## Begin PASSAGE PROVIDED
Studio album by Easton Corbin
- Released: June 30, 2015
- Recorded: 2013–15
- Genre: Neotraditional country
- Label: Mercury Nashville
- Producer: Carson Chamberlain

Easton Corbin chronology
| All Over the Road (2012) | About to Get Real (2015) | Let’s Do Country Right (2023) |

Singles from About to Get Real
- "Clockwork" Released: January 28, 2014; "Baby Be My Love Song" Released: September 8, 2014; "Yup" Released: July 27, 2015; "Are You with Me" Released: May 23, 2016;

= About to Get Real =

About to Get Real is the third studio album by American country music artist Easton Corbin. It was released on June 30, 2015 via Mercury Nashville. It includes the singles "Clockwork", "Baby Be My Love Song". and "Yup". It also includes "Are You with Me" from Corbin's previous album, All Over the Road. The album was produced by Carson Chamberlain.

Professional ratings
Review scores
| Source | Rating |
| AllMusic |  |

==Content==
About the album, Corbin said, "When deciding on an album title, About to Get Real just says it all for me. When country fans listen to this album, I want them to take away that even though the music mixes the modern with the classic, it's entirely real. Like the music of my heroes, it's the real deal." The album's track listing was announced on June 9.

==Critical reception==
Stephen Thomas Erlewine of AllMusic gave the album 3.5 stars out of 5 and wrote that "No matter what the album title implies – "real" usually conveys grit, a quality conspicuously absent from these 12 songs – About to Get Real is so smooth it sometimes suggests the glory days of Urban Cowboy, when modern country flirted heavily with the soft rock mainstream."

==Commercial performance==
The album debuted at No. 1 on the Top Country Albums chart, and No. 13 on the Billboard 200, with 20,000 copies sold in the US in its first week. The album has sold 59,800 copies in the US as of May 2016.
## End PASSAGE PROVIDED
INSTRUCTION 1: Using the album article, decide whether each statement agrees with it: (a) Carson Chamberlain produced the album; (b) the album debuted at No. 1 on the Billboard 200; (c) AllMusic gave the album 4 stars out of 5. Answer yes or no for each and quote the words from the article that settle it.
INSTRUCTION 2: Scale the rows between the line holding "Help a blind user: the screenshot is above. Find the choppy" and the line holding "[0,0,1280,850]", inclusive, and reproduce only those lines with their requests. Multiply every bounding-box coordinate in the answers by 0.25 and round to whole numbers, with halves rounded up.
## Begin SUPPLIED RECORDS
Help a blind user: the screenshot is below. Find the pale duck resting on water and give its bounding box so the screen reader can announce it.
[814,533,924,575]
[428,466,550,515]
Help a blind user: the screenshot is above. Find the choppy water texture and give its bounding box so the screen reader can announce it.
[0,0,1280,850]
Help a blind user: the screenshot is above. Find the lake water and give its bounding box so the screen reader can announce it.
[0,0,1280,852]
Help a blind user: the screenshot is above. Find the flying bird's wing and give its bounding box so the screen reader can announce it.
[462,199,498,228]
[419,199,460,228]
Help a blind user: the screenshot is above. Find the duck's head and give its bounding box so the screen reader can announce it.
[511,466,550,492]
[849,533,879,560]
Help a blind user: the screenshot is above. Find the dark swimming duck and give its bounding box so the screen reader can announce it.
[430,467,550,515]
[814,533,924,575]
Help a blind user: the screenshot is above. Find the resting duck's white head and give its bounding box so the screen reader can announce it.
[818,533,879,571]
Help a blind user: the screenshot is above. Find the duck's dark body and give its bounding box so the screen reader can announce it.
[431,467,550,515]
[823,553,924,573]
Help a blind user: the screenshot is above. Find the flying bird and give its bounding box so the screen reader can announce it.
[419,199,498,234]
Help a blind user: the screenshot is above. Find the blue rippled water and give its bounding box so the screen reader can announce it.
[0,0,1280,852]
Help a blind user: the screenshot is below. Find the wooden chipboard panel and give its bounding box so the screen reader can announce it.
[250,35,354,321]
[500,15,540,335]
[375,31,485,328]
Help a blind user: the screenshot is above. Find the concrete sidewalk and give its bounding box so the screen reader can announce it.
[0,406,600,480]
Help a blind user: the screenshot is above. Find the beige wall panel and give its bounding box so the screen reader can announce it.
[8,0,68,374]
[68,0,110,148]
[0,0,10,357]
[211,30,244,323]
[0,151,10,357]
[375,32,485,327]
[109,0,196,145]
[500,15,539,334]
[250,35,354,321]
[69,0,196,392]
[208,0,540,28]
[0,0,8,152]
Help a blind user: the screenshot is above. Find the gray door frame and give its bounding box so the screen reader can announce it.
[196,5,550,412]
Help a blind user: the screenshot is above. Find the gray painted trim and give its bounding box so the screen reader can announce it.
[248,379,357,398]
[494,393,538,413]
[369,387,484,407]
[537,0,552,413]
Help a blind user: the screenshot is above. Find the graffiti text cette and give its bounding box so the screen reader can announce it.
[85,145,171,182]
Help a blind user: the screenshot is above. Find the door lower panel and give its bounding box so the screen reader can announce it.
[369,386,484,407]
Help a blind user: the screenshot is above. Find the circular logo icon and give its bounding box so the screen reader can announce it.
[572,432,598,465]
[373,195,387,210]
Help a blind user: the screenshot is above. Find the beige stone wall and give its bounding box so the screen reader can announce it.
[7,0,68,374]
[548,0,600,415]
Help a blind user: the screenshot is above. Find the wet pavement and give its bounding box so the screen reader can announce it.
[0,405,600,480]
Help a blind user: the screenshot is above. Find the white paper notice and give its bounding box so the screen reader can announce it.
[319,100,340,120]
## End SUPPLIED RECORDS
COMPLETE OUTPUT 1:
(a) Yes: "The album was produced by Carson Chamberlain."
(b) No: "No. 13 on the Billboard 200"
(c) No: "gave the album 3.5 stars out of 5"

COMPLETE OUTPUT 2:
Help a blind user: the screenshot is above. Find the choppy water texture and give its bounding box so the screen reader can announce it.
[0,0,320,213]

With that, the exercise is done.